▶ SOURCE DOCUMENT:
## Begin
Schema Version Check
if (model->version() != TFLITE_SCHEMA_VERSION) {
MicroPrintf("Model provided is schema version %d not equal to supported version %d.\n", model->version(), TFLITE_SCHEMA_VERSION);
}
Checks if the model's schema version matches the supported version.
Operation Resolver
tflite::MicroMutableOpResolver<5> micro_op_resolver;
micro_op_resolver.AddAveragePool2D(tflite::Register_AVERAGE_POOL_2D_INT8());
...
Defines which operations the interpreter should be able to execute. In this case, it adds support for five different types of operations.
Interpreter Creation
tflite::MicroInterpreter interpreter(model, micro_op_resolver, tensor_arena, tensor_arena_size);
interpreter.AllocateTensors();
Creates a MicroInterpreter
object and allocates memory for the tensors.
Input Validation
TfLiteTensor* input = interpreter.input(0);
TF_LITE_MICRO_EXPECT(input != nullptr);
...
Grabs the model's input tensor and verifies its dimensions and data type.
## End
Point placement records:
## Begin
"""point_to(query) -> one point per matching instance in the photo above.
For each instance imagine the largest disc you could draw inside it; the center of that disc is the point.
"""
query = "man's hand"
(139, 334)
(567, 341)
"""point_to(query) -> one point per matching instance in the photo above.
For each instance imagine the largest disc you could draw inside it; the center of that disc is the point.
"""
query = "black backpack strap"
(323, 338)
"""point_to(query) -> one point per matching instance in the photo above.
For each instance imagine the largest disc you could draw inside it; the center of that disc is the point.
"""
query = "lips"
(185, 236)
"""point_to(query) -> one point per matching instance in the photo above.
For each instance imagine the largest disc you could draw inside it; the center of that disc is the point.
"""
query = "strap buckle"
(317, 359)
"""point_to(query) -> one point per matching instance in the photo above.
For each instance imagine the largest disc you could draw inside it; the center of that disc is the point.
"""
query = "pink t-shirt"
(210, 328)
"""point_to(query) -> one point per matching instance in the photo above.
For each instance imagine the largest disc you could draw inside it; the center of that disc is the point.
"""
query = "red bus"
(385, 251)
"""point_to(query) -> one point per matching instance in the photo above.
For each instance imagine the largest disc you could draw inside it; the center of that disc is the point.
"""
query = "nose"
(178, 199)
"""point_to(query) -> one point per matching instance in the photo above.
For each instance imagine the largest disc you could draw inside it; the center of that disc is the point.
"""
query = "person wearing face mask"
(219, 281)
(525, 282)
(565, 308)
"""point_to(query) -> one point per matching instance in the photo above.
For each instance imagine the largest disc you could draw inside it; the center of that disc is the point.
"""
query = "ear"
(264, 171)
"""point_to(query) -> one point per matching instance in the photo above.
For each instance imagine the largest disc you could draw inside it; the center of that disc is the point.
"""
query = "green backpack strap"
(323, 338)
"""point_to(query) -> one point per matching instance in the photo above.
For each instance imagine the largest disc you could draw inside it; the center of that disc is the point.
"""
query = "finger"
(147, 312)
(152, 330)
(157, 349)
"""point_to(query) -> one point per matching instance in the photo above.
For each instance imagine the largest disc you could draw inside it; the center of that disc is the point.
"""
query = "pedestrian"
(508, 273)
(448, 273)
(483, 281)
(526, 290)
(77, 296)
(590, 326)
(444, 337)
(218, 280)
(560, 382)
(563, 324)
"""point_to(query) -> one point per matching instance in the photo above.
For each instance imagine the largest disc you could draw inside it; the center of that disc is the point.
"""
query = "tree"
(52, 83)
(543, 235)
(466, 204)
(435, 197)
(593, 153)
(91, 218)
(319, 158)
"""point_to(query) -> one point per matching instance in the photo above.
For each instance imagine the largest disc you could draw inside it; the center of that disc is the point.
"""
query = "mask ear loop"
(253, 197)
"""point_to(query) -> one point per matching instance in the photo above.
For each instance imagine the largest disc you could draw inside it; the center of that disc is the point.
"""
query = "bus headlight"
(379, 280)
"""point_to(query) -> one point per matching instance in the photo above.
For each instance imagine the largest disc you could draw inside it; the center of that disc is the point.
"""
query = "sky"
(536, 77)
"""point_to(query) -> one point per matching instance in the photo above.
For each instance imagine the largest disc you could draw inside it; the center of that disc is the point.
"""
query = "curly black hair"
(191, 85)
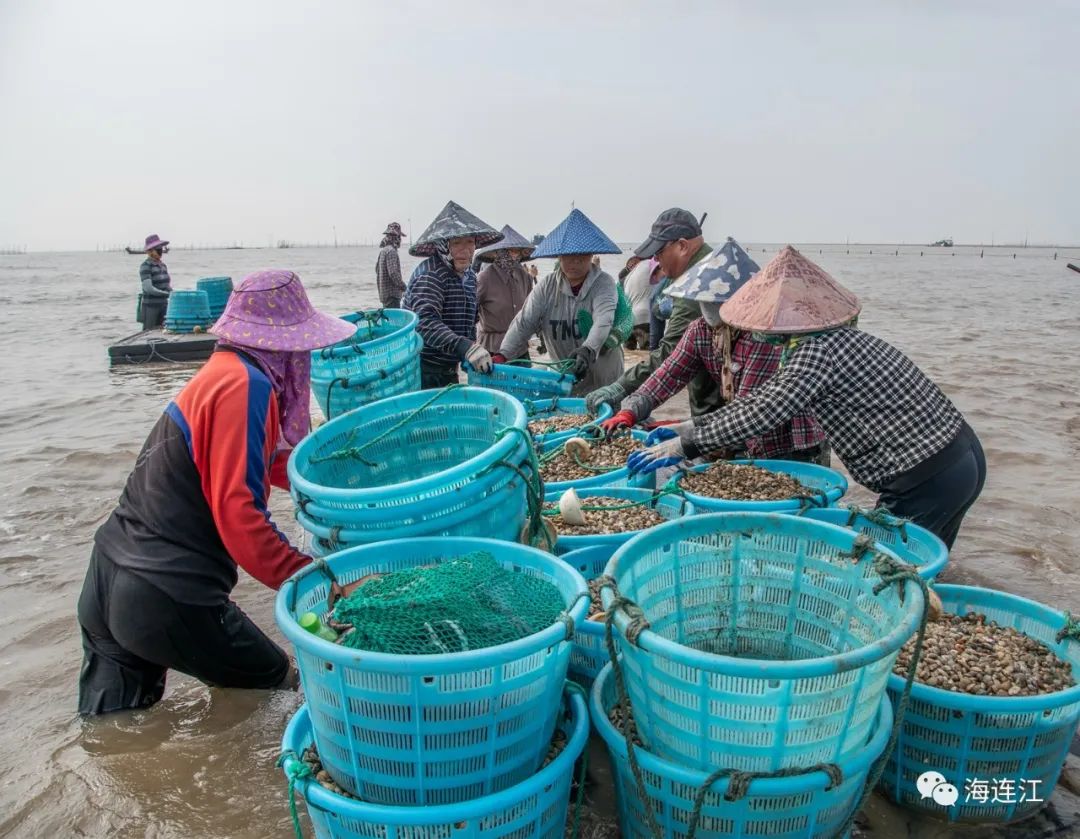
## End
▶ REQUESTS:
1. Answer these questions about the interpreter setup walkthrough:
(a) How many types of operations does the operation resolver add support for?
(b) What does the walkthrough say memory is allocated for after the MicroInterpreter object is created?
(c) Which two properties of the model's input tensor are verified?
2. Retype the interpreter setup walkthrough, starting at "Operation Resolver" and ending at "types of operations.".
3. Can you extend the interpreter setup walkthrough, picking up after its final sentence?

▶ RESULTS:
1.
(a) Five
(b) The tensors
(c) Its dimensions and data type

2.
Operation Resolver
tflite::MicroMutableOpResolver<5> micro_op_resolver;
micro_op_resolver.AddAveragePool2D(tflite::Register_AVERAGE_POOL_2D_INT8());
...
Defines which operations the interpreter should be able to execute. In this case, it adds support for five different types of operations.

3.
Test Data Loading
memcpy(input->data.int8, g_person_image_data, input->bytes);
Copies an image containing a person into the input tensor.
Model Invocation
TfLiteStatus invoke_status = interpreter.Invoke();
...
Invokes the model and checks the return status.
Output Validation
TfLiteTensor* output = interpreter.output(0);
...
TF_LITE_MICRO_EXPECT_GT(person_score, no_person_score);
Fetches the output tensor and checks if the output is as expected. Specifically, it ensures that the person score is higher than the no-person score for a person image, and vice versa for a no-person image.
Test End
TF_LITE_MICRO_TESTS_END
Marks the end of the test suite.
Deploy the Model on Arduino
Run the person detection
example from the Arduino IDE. The code is located at File > Examples > Harvard_TinyMLx > person_detection
.
Again, the Arduino sketch follows the same structure as the other examples:
Include TensorFlow Lite Micro and other helper files
#include <TensorFlowLite.h>
#include "main_functions.h"
#include "detection_responder.h"
...
Declaring global variables
These will later be initialized in the setup()
function.
namespace {
tflite::ErrorReporter* error_reporter = nullptr;
const tflite::Model* model = nullptr;
tflite::MicroInterpreter* interpreter = nullptr;
TfLiteTensor* input = nullptr;
constexpr int kTensorArenaSize = 136 * 1024;
static uint8_t tensor_arena[kTensorArenaSize];
}
Setup function
void setup() {
// NOLINTNEXTLINE(runtime-global-variables)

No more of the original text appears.